(과제 목표):
"Pop quiz! Look at the image and find the palm" 문구가 있는 줄에서 시작해 기록의 마지막 줄까지, 양 끝 줄을 포함해 한 글자도 바꾸지 말고 그대로 출력하세요. 그림은 답에 넣지 마세요.

(이미지 주석 데이터):
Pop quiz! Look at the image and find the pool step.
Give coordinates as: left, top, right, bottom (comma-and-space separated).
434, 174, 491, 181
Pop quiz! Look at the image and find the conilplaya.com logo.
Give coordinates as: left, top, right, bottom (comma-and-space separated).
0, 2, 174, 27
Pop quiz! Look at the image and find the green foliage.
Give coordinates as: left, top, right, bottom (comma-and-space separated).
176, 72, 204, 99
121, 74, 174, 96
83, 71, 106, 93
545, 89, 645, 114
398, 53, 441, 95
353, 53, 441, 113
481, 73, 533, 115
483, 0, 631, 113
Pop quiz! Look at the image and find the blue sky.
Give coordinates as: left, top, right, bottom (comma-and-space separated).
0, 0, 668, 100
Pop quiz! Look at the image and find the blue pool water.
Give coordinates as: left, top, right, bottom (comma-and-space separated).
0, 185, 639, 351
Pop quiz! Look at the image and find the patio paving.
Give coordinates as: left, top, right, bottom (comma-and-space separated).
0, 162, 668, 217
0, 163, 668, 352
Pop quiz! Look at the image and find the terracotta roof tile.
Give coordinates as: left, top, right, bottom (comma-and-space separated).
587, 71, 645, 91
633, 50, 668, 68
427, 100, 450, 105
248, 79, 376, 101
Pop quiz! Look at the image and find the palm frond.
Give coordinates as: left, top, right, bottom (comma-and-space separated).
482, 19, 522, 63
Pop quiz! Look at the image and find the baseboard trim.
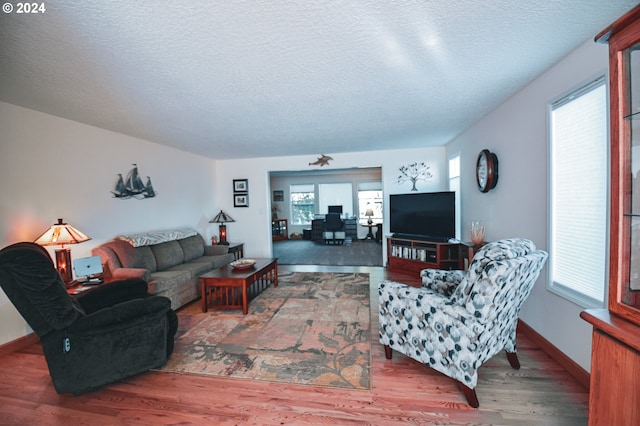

(정답 출력):
Pop quiz! Look at the image and find the palm frond.
Give coordinates as: left, top, right, bottom (comma-and-space separated).
482, 19, 522, 63
Pop quiz! Look at the image and find the baseboard trim.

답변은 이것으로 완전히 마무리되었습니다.